■ Records from a data collection ■
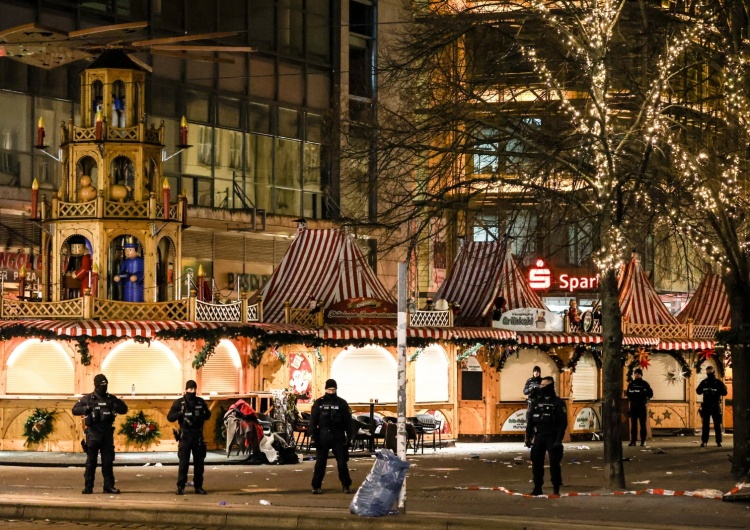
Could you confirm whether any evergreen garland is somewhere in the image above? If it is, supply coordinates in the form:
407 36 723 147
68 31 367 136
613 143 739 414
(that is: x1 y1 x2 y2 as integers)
214 405 227 447
23 409 55 447
568 344 602 373
117 410 161 447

■ Task prompt ■
Reproduce every item above with its request. Multiply each bounding-box coordinate in the answers by 1.7 and round to a whole number, with halves rounded up. Keep the requests and their format samples unchanged, and leave the pictures out.

■ Complete response ■
Could you confirm whether any evergreen garland is somewhere in the image above? If it is, supply coordinates in the form:
407 36 723 147
68 31 367 136
613 143 739 414
(that is: x1 y1 x2 y2 as integers)
364 689 386 760
39 695 94 760
966 585 1023 634
199 697 274 760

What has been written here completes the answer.